STUDY MATERIAL: Begin
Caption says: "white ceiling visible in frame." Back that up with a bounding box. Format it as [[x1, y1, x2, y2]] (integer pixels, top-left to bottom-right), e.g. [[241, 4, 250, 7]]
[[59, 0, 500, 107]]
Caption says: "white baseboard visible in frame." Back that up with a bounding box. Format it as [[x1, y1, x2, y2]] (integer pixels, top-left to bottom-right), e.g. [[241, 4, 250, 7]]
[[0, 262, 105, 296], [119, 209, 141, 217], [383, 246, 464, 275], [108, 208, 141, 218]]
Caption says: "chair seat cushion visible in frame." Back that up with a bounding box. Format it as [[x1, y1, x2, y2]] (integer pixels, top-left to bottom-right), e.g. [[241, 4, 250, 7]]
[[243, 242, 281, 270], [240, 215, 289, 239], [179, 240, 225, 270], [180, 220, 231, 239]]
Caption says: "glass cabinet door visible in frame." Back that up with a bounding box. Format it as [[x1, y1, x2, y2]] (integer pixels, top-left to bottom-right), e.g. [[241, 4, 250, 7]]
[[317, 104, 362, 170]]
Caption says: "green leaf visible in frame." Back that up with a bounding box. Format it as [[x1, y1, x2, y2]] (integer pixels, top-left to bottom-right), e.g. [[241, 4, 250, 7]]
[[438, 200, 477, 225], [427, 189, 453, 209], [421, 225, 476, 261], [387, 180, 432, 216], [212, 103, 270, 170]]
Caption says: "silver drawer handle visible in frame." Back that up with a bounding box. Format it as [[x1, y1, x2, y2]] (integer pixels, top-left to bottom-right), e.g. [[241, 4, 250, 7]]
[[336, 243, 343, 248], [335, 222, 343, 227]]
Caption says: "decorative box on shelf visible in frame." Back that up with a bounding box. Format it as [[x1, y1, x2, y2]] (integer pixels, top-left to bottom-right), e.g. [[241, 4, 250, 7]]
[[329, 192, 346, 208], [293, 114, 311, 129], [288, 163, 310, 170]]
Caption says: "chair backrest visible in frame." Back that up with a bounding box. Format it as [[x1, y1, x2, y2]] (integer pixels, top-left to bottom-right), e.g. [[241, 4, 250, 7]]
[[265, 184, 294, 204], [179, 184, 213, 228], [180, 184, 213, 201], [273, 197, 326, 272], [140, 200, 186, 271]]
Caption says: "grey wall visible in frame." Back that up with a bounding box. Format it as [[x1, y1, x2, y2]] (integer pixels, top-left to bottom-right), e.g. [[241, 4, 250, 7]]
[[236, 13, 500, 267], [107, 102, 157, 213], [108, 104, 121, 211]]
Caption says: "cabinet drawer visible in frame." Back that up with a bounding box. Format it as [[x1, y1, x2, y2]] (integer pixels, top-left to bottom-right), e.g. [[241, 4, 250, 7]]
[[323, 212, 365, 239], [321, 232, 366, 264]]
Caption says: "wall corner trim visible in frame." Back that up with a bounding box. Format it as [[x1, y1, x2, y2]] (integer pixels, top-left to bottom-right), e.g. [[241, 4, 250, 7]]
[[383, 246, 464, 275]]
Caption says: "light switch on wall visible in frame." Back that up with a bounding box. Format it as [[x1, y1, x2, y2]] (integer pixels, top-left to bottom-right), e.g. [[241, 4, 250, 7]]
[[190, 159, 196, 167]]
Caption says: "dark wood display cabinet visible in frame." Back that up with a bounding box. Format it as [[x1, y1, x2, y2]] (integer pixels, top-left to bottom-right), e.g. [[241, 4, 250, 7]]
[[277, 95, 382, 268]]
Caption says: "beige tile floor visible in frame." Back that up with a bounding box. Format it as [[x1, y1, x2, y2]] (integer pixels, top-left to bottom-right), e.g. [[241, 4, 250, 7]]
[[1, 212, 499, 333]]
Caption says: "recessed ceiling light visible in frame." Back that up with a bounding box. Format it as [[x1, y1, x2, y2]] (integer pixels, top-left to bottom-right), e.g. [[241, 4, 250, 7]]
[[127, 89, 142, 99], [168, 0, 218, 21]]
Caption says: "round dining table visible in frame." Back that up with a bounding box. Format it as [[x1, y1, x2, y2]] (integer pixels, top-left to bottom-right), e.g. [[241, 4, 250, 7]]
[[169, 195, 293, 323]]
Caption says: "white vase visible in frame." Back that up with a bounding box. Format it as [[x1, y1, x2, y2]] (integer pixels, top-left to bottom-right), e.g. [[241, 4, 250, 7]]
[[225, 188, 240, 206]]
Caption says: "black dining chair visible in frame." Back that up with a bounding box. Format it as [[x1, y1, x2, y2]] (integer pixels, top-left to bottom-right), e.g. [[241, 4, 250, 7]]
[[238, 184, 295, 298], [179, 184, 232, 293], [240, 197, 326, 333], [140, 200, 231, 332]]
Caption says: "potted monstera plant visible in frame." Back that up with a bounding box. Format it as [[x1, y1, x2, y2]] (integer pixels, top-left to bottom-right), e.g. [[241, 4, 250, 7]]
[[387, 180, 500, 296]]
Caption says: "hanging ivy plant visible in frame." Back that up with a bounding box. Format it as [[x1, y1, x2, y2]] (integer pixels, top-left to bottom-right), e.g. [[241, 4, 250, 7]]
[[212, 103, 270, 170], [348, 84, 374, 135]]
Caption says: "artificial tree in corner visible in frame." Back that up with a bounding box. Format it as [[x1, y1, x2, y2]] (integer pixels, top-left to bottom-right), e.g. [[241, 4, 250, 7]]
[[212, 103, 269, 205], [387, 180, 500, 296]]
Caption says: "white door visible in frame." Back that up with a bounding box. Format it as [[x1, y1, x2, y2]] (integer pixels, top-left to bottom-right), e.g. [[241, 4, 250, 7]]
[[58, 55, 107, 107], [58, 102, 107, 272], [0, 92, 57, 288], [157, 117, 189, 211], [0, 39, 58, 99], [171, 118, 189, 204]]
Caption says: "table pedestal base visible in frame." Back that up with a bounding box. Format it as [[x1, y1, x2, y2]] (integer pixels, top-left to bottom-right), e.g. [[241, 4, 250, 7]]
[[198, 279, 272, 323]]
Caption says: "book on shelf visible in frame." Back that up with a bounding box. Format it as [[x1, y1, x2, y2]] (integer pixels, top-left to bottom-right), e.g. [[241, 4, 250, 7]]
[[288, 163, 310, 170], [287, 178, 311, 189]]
STUDY MATERIAL: End
WHAT THIS TASK INVOLVES:
Copy out each record, keeping every word as it is.

TASK SOLUTION:
Caption says: "white ceiling visible in frame." Back that up with a bounding box. Format it as [[x1, y1, x2, y2]] (integer pixels, top-left to bottom-right), e.g. [[241, 4, 250, 7]]
[[59, 0, 500, 107]]
Caption says: "white baseboard visible in frame." Back that up with a bounding box. Format it as [[x1, y1, x2, y2]] (integer pixels, top-left to bottom-right), e.g. [[241, 4, 250, 7]]
[[0, 262, 105, 296], [119, 209, 141, 217], [383, 246, 464, 275], [108, 208, 141, 218]]
Caption says: "chair seat cushion visible in frame." Back that up with a bounding box. Format it as [[x1, y1, x2, y2]] (integer pixels, top-left to bottom-right), e.g. [[241, 4, 250, 7]]
[[243, 242, 281, 270], [240, 215, 289, 239], [179, 240, 225, 270], [180, 220, 231, 239]]
Caption says: "glass cabinet door visible in frame." Back that up with a bounding box. Format it as [[x1, y1, x2, y2]] (integer pixels, top-left to bottom-right), e.g. [[241, 4, 250, 7]]
[[317, 104, 362, 170]]
Caption says: "green leaf visible in frame." Back that up with a bounding box. Format it as [[x1, y1, x2, y2]] (integer pixels, top-left to bottom-right), e.g. [[241, 4, 250, 7]]
[[438, 200, 477, 225], [427, 189, 453, 209], [421, 225, 476, 261], [387, 180, 432, 216], [212, 103, 270, 170]]
Caption says: "silver drawer handle visible in frame." Back that up with a bounding box. Format it as [[x1, y1, x2, y2]] (integer pixels, top-left to bottom-right), e.g. [[241, 4, 250, 7]]
[[336, 243, 343, 248], [335, 222, 343, 227]]
Caption says: "decorative box on shelf visible in frame." Back that up with a bounding box. Format it as [[x1, y1, x2, y2]] (integer pixels, top-left to bottom-right), e.g. [[241, 4, 250, 7]]
[[329, 192, 346, 208], [293, 114, 311, 129], [288, 163, 310, 170]]
Caption says: "chair backrest visible in frame." Back that up with a bounding box. Format it as [[x1, y1, x2, y2]] (integer pixels, top-left to bottom-right), e.g. [[241, 4, 250, 7]]
[[265, 184, 294, 204], [179, 184, 213, 228], [180, 184, 213, 201], [273, 197, 326, 272], [140, 200, 186, 271]]
Caption says: "grey wall visible in frame." Back that up with a bounding box. Format it as [[x1, y1, x2, y2]] (integer pixels, top-left to bottom-right), e.g. [[241, 4, 250, 7]]
[[236, 13, 500, 267], [107, 102, 157, 213], [108, 104, 121, 211]]
Caption says: "cabinet drawer visible in frame." Back that up with a bounding box. Format it as [[x1, y1, x2, y2]] (integer pixels, top-left to bottom-right), e.g. [[241, 4, 250, 7]]
[[323, 212, 365, 239], [321, 232, 366, 264]]
Caption says: "wall corner trim visible in frame." Back that up with a bounding box. Format it as [[x1, y1, x2, y2]] (integer pixels, top-left to bottom-right), e.g. [[241, 4, 250, 7]]
[[383, 246, 464, 275]]
Caption says: "light switch on wall visible in frame." Back that up with a bounding box. Format it as [[x1, y1, x2, y2]] (integer pixels, top-left to bottom-right), e.g. [[241, 4, 250, 7]]
[[190, 159, 196, 167]]
Caption says: "dark wood display cabinet visible in frame." Back that up with a bounding box. Format it as [[x1, y1, x2, y2]] (integer pixels, top-left to bottom-right), e.g. [[241, 4, 250, 7]]
[[277, 95, 382, 268]]
Caption says: "beige tile floor visible in frame." Back that up with a bounding box. Format it as [[x1, y1, x2, y2]] (integer pixels, top-left to bottom-right), e.g. [[241, 4, 250, 7]]
[[1, 212, 499, 333]]
Caption says: "recessed ceiling light visible in frame." Back that up with a bounding box. Format it as [[x1, y1, x2, y2]] (integer pixels, top-left to bottom-right), e.g. [[241, 4, 250, 7]]
[[127, 89, 142, 99], [168, 0, 218, 21]]
Caption says: "round dining table visible in frame." Back that up with a bounding box. Format it as [[x1, y1, x2, y2]] (integer pixels, top-left to bottom-right), e.g. [[241, 4, 250, 7]]
[[169, 195, 293, 323]]
Caption says: "white vase visible in frame." Back that up with a bounding box. Format it as [[x1, y1, x2, y2]] (integer pixels, top-left to bottom-right), e.g. [[241, 4, 250, 7]]
[[225, 188, 240, 206]]
Caption says: "black dining chair visible in frame." Back that up with a bounding box. Format it as [[x1, y1, x2, y2]] (integer pixels, top-left to bottom-right), e.g. [[241, 4, 250, 7]]
[[238, 184, 295, 298], [179, 184, 232, 293], [240, 197, 326, 333], [140, 200, 231, 332]]
Caption says: "potted monstera plant visible in frame." Back that up with a bounding box. Format it as [[x1, y1, x2, y2]] (integer pixels, top-left to bottom-right), e.g. [[241, 4, 250, 7]]
[[387, 180, 500, 296]]
Caption says: "hanging ivy plant visible in frame." Back that up with a bounding box. Format it as [[x1, y1, x2, y2]] (integer pixels, top-left to bottom-right), e.g. [[241, 4, 250, 7]]
[[212, 103, 270, 170], [348, 84, 374, 135]]
Caption says: "artificial tree in corner visible in frame." Back that up with a bounding box. Format it as [[x1, y1, x2, y2]] (integer pixels, top-left to bottom-right), e.g. [[241, 4, 250, 7]]
[[212, 103, 269, 205], [387, 180, 500, 296]]
Caption says: "white door visible in frame." Back that up with a bounding box. Format it as [[x1, y1, x2, y2]] (integer pixels, top-left to bottom-right), e.g. [[241, 4, 250, 7]]
[[58, 55, 107, 107], [58, 102, 107, 272], [0, 92, 57, 288], [157, 117, 189, 211], [0, 39, 58, 99], [171, 118, 189, 204]]
Caption says: "table pedestal base visible in frame." Back that up with a bounding box. Format it as [[x1, y1, x2, y2]] (integer pixels, top-left to bottom-right), e.g. [[241, 4, 250, 7]]
[[198, 279, 272, 323]]
Caption says: "book on shelf visible in frame." Back that up with a bounding box. Format it as [[x1, y1, x2, y2]] (integer pixels, top-left to bottom-right), e.g. [[241, 4, 250, 7]]
[[288, 163, 310, 170], [287, 178, 311, 189]]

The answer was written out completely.